KUTIPAN DOKUMEN:

★ ★ ★ ★

Sejarah Pijay |
Negeri Meureudu pernah dicalonkan sebagai ibu kota
Kerajaan Aceh. Namun konspirasi politik kerajaan menggagalkannya. Sampai
kerajaan Aceh runtuh, Meureudu masih sebuah negeri bebas. Negeri Meureudu sudah
terbentuk dan diakui sejak zaman Kerajaan Aceh. Ketika Sultan Iskandar Muda
berkuasa (1607-1636) Meureudu semakin diistimewakan. Menjadi daerah bebas dari
aturan kerajaan. Hanya satu kewajiban Meureudu saat itu, menyediakan persediaan
logistik (beras) untuk kebutuhan kerajaan Aceh. Dalam perjalanan tugas Iskandar
Muda ke daerah Semenanjung Melayu (kini Malaysia) tahun 1613, singgah di Negeri
Meureudu, menjumpai Tgk Muhammad Jalaluddin, yang terkenal dengan sebutan Tgk
Ja Madainah. Dalam percaturan politik kerajaan Aceh negeri Meureudu juga
memegang peranan penting.
Hal itu sebegaimana tersebut dalam
Qanun Al-Asyi atau Adat Meukuta Alam, yang merupakan Undang-Undangnya Kerajaan
Aceh. Saat Aceh dikuasai Belanda, dan Mesjid Indra Puri direbut, dokumen
undang-undang kerajaan itu jatuh ke tangan Belanda. Oleh K F van Hangen,
dokumen itu kemudian diterbitkan dalam salah satu majalah yang terbit di negeri
Belanda.
Dalam pasal 12 Qanun Al-Asyi
disebutkan, Apabila
Ulee balang dalam negeri tidak menuruti hukum, maka sultan memanggil Teungku
Chik Muda Pahlawan Negeri Meureudu, menyuruh pukul Uleebalang negeri itu atau
diserang dan Uleebalang diberhentikan atau diusir, segala pohon tanamannya dan
harta serta rumahnya dirampas.
Kutipan Undang-Undang Kerajaan Aceh
itu, mensahihkan tentang keberadaan Negeri Meureudu sebagai daerah kepercayaan
sultan untuk melaksanakan segala perintah dan titahnya dalam segala aspek
kehidupan politik, ekonomi, sosial, budaya, dan pertahanan keamanan Kerajaan
Aceh Darussalam.
Malah karena kemampun tersebut,
Meureudu pernah dicalonkan sebagai ibu kota kerajaan. Caranya, dengan menimbang
air Krueng Meureudu dengan air Krueng Aceh. Hasilnya Air Krueng Meureudu lebih
bagus. Namun konspirasi elit politik di Kerajaan Aceh mengganti air tersebut.

★ ★ ★ ★

DAFTAR TUGAS:
A) Pada entri, mulai dari baris yang memuat "the white throw" dan berhenti setelah baris yang memuat "of the sofa", ubah nama "blue armchair" menjadi "green armchair". Tuliskan kembali baris-baris itu tanpa perubahan lain.
B) Tuliskan lanjutan teks tentang sejarah Negeri Meureudu, dimulai setelah kalimat terakhirnya.

BAHAN LATIHAN:
★ ★ ★ ★

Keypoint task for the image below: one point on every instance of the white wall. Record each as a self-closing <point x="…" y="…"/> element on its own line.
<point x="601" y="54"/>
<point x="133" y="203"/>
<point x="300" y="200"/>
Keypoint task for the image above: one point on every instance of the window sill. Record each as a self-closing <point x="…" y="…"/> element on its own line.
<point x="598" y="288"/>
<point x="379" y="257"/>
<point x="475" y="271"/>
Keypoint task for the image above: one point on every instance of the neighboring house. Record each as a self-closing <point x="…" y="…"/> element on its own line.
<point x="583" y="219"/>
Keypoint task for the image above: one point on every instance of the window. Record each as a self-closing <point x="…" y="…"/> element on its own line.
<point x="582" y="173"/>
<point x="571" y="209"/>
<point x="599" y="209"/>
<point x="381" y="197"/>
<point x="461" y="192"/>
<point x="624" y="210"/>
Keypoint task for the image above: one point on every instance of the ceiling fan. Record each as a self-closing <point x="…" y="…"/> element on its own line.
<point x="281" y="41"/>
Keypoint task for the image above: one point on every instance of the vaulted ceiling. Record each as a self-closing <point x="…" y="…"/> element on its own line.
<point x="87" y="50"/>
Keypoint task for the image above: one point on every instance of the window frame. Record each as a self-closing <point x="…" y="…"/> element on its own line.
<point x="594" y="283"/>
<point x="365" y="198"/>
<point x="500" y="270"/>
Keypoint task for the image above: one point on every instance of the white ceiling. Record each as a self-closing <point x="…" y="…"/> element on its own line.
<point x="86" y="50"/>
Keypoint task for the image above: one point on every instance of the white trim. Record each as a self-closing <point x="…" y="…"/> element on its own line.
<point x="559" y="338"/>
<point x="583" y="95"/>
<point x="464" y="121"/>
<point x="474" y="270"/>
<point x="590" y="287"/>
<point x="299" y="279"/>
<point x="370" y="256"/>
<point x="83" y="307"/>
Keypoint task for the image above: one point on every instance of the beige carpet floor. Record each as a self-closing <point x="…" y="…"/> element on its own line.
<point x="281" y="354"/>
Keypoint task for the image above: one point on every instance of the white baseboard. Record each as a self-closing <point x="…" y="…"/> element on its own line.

★ ★ ★ ★

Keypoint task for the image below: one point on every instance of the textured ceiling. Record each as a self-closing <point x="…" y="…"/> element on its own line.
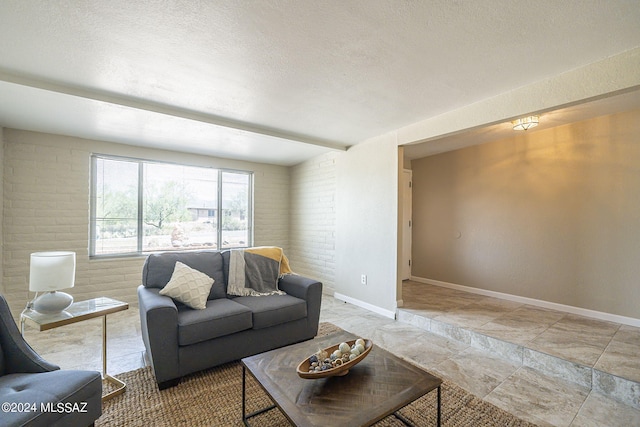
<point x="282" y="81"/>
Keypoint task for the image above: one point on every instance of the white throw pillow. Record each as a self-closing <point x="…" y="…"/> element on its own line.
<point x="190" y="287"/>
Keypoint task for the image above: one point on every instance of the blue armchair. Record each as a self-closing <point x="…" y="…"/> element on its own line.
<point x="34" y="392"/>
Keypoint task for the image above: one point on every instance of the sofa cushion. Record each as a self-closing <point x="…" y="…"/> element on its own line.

★ ★ ★ ★

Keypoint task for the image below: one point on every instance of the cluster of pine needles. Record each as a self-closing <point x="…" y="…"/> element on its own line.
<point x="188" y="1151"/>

★ ★ ★ ★

HASIL AKHIR:
A)
Keypoint task for the image above: one point on every instance of the white throw pillow. Record each as a self-closing <point x="…" y="…"/> element on its own line.
<point x="190" y="287"/>
Keypoint task for the image above: one point on every instance of the green armchair. Record each as a self-closing <point x="…" y="…"/> element on its own line.
<point x="34" y="392"/>
Keypoint task for the image above: one point on every instance of the sofa cushion. Record each as a self-closing <point x="…" y="…"/> element on its own line.

B)
Hasilnya ibu kota Kerajaan Aceh tetap berada di daerah Banda Aceh sekarang
(seputar aliran Krueng Aceh). Untuk mempersiapkan pemindahan ibu kota kerajaan
tersebut, sebuah benteng pernah dididirikan Sultan Iskandar Muda di Meureudu.
Benteng itu sekarang ada di tepi sungai Krueng Meureudu.
Peranan Negeri Meureudu yang sangat
strategis dalam percaturan politik Pemerintahan Kerajaan Aceh. Ketika Sultan
Iskandar Muda hendak melakukan penyerangan (ekspansi) ke semenanjung Melayu
(Malaysia-red). Ia mengangkat Malem Dagang dari Negeri Meureudu sebagai
Panglima Perang, serta Teungku Ja Pakeh-juga putra Meureudu-sebagai penasehat
perang, mendampingi Panglima Malem Dagang.
Setelah Semenanjung Melayu, yakni
Johor berhasil ditaklukkan oleh Pasukan Pimpinan Malem Dagang, Sultan Iskandar
Muda semakin memberikan perhatian khusus terhadap Negeri Meureudu. Kala itu
sultan paling tersohor dari Kerajaan Aceh itu mengangkat Teungku Chik di Negeri
Meureudu, putra bungsu dari Meurah Ali Taher yang bernama Meurah Ali Husein,
sebagai perpanjangan tangan Sultan di Meureudu.
Negeri Meureudu negeri yang langsung
berada di bawah Kesultanan Aceh dengan status nenggroe bibeueh (negeri
bebas-red). Di mana penduduk negeri Meureudu dibebaskan darisegala beban dan
kewajiban terhadap kerajaan. Negeri Meureudu hanya punya satu kewajiban
istimewa terhadap Kerajaan Aceh, yakni menyediakan bahan makanan pokok
(beras-red), karena Negeri Meureudu merupakan lumbung beras utama kerajaan.
Keistimewaan Negeri Meureudu terus
berlangsung sampai Sultan Iskandar Muda diganti oleh Sultan Iskandar Tsani.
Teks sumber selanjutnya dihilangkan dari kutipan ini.